*Task input*
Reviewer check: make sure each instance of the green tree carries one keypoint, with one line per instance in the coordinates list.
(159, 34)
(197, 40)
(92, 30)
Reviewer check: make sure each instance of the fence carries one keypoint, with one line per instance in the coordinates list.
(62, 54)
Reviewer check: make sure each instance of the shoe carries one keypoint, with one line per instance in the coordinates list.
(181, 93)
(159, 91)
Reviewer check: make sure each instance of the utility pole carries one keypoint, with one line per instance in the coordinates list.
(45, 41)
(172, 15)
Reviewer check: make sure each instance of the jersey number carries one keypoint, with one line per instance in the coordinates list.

*Task instructions*
Restate the entries above. Match them exactly.

*Solved problem*
Reviewer check: make sure each instance of the green tree carries one keypoint, with one line per instance in the coordinates list.
(159, 34)
(197, 40)
(92, 30)
Reviewer check: make sure each instance of the fence carries one keypoint, with one line per instance in the coordinates list.
(62, 54)
Reviewer check: make sure each instance of the shoe carries one keypoint, with one line per instance in the coordinates list.
(181, 93)
(159, 91)
Reviewer check: make sure each instance of the utility pole carries one keypoint, with one line per instance in the coordinates list.
(45, 41)
(172, 15)
Reviewer check: make sure each instance of the jersey number carries one keypoint, with one line per instance in the coordinates list.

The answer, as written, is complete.